近年来研究发现,不仅是某些西药(现代药),中草药的肝毒性也可能具有遗传和免疫特异质性。如最近肖小河、王伽伯团队揭示了部分患者何首乌引起的DILI与HLA-B35:01位点密切相关[7],这就可以在用药前通过检测该等位基因从而预防此类患者DILI的发生,更好地爱护和科学应用传统中草药。

6. 关于治疗问题,ACG指南指出,DILI治疗的首要关键是停用可疑药物。及早停药有助于阻止进展至ALF,但缺乏确凿证据支持。重度DILI患者接受糖皮质激素治疗并不少见,但尚无随机对照试验来评估其疗效和安全性。有限的回顾性研究表明,若病例和治疗时机选择得当,可能有助于改善病情;但也有相关研究显示,糖皮质激素与不良事件的增加相关。N-乙酰半胱氨酸(NAC)仍是被推荐治疗DILI的主要药物,有研究提示,NAC治疗组和非治疗组之间主要终点(达到ALT<100 U/L的时长)或总病死率并无明显差异,但NAC治疗组的住院时间显著缩短(中位数9 d对18 d)。NAC除了用来治疗对乙酰氨基酚(扑热息痛)引起的DILI,对于较为严重的抗结核药物相关DILI,也应考虑静脉使用NAC。ACG等指南提醒临床医生注意,抗结核治疗期间DILI的发生风险增加,故应重视适时监测肝脏生化指标。HIV感染/艾滋病等伴随疾病及相关治疗,可能进一步增加DILI的风险及严重程度。

####################

> _任务要求_:
把上面这段关于DILI的文字从头到尾完整打出来，字句和标点都不作改动。

####################

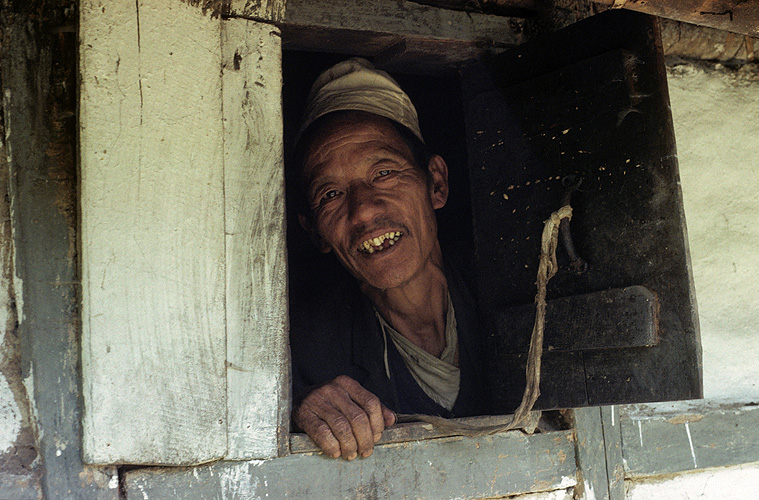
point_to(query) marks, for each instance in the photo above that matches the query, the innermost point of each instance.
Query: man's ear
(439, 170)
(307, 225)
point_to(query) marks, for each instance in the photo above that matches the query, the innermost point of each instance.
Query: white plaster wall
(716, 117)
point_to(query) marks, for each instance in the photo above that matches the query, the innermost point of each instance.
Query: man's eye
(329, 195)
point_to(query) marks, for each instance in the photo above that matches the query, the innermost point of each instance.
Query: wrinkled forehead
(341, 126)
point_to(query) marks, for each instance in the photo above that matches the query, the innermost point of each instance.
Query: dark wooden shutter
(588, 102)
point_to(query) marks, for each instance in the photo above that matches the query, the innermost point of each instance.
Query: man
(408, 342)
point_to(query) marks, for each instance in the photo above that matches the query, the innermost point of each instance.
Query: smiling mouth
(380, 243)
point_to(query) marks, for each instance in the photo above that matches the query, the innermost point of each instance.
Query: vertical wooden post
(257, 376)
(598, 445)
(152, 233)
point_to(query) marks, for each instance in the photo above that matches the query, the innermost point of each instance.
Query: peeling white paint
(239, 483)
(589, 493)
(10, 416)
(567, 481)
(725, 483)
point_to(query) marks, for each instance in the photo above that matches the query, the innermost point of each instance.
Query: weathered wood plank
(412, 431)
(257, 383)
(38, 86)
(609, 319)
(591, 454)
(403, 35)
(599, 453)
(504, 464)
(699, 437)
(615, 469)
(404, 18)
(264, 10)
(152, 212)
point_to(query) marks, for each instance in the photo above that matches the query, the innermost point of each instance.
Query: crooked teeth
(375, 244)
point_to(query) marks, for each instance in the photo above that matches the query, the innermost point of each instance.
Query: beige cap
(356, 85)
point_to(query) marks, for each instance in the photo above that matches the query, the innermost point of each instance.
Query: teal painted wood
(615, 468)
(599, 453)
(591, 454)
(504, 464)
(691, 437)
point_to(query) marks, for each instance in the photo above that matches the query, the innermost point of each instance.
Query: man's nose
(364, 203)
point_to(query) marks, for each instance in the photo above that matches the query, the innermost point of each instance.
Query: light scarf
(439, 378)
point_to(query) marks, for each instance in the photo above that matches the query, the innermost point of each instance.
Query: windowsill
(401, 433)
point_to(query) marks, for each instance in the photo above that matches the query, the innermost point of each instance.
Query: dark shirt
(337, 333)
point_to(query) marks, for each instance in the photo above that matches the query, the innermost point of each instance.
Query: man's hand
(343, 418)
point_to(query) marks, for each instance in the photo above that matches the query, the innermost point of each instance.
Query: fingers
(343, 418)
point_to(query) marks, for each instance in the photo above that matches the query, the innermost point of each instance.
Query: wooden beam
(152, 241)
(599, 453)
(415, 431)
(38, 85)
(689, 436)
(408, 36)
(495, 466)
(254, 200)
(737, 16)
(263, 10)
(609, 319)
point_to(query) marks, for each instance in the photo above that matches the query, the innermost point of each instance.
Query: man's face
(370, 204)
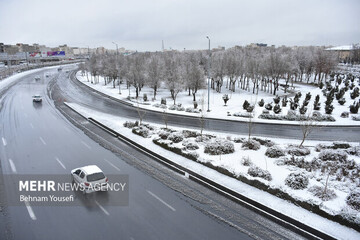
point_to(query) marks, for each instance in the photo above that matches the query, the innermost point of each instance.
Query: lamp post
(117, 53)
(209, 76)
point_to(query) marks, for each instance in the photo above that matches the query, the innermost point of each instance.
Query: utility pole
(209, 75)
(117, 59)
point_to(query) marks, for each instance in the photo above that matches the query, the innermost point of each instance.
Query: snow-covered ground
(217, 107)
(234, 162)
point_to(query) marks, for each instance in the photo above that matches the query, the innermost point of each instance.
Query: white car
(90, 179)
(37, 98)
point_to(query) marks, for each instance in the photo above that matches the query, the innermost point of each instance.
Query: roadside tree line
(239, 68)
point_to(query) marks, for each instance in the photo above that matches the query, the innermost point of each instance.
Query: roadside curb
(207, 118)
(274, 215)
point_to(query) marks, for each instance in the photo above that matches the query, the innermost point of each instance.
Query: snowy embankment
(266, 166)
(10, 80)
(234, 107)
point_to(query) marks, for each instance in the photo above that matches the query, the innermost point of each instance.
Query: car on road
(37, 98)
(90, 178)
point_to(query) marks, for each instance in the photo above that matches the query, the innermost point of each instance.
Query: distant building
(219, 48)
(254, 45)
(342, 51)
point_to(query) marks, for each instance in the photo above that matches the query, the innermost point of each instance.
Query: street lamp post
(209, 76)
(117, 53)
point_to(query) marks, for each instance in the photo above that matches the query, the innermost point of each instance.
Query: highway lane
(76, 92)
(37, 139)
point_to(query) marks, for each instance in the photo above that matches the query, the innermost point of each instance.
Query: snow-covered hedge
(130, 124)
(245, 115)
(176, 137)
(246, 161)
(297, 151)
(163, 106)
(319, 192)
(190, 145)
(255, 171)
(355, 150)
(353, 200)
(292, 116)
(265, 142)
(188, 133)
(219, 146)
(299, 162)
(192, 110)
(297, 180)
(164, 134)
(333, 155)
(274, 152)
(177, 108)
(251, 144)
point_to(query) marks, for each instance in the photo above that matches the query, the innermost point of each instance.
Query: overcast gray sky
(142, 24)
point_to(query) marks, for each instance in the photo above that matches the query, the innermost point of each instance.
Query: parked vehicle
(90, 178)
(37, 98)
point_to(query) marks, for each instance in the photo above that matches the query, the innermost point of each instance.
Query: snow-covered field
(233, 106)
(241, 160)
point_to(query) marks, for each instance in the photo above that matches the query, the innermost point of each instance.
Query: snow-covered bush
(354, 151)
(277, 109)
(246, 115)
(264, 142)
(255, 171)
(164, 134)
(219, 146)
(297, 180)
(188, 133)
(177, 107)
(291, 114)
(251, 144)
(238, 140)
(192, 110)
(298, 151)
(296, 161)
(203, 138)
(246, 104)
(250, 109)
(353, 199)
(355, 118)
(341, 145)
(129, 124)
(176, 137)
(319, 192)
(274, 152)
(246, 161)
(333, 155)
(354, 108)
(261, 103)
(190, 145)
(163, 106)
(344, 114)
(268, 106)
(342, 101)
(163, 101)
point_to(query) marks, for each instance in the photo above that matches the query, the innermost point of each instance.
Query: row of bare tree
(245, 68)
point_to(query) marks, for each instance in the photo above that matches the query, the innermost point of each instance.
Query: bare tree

####################

> _练习作答_:
近年来研究发现,不仅是某些西药(现代药),中草药的肝毒性也可能具有遗传和免疫特异质性。如最近肖小河、王伽伯团队揭示了部分患者何首乌引起的DILI与HLA-B35:01位点密切相关[7],这就可以在用药前通过检测该等位基因从而预防此类患者DILI的发生,更好地爱护和科学应用传统中草药。

6. 关于治疗问题,ACG指南指出,DILI治疗的首要关键是停用可疑药物。及早停药有助于阻止进展至ALF,但缺乏确凿证据支持。重度DILI患者接受糖皮质激素治疗并不少见,但尚无随机对照试验来评估其疗效和安全性。有限的回顾性研究表明,若病例和治疗时机选择得当,可能有助于改善病情;但也有相关研究显示,糖皮质激素与不良事件的增加相关。N-乙酰半胱氨酸(NAC)仍是被推荐治疗DILI的主要药物,有研究提示,NAC治疗组和非治疗组之间主要终点(达到ALT<100 U/L的时长)或总病死率并无明显差异,但NAC治疗组的住院时间显著缩短(中位数9 d对18 d)。NAC除了用来治疗对乙酰氨基酚(扑热息痛)引起的DILI,对于较为严重的抗结核药物相关DILI,也应考虑静脉使用NAC。ACG等指南提醒临床医生注意,抗结核治疗期间DILI的发生风险增加,故应重视适时监测肝脏生化指标。HIV感染/艾滋病等伴随疾病及相关治疗,可能进一步增加DILI的风险及严重程度。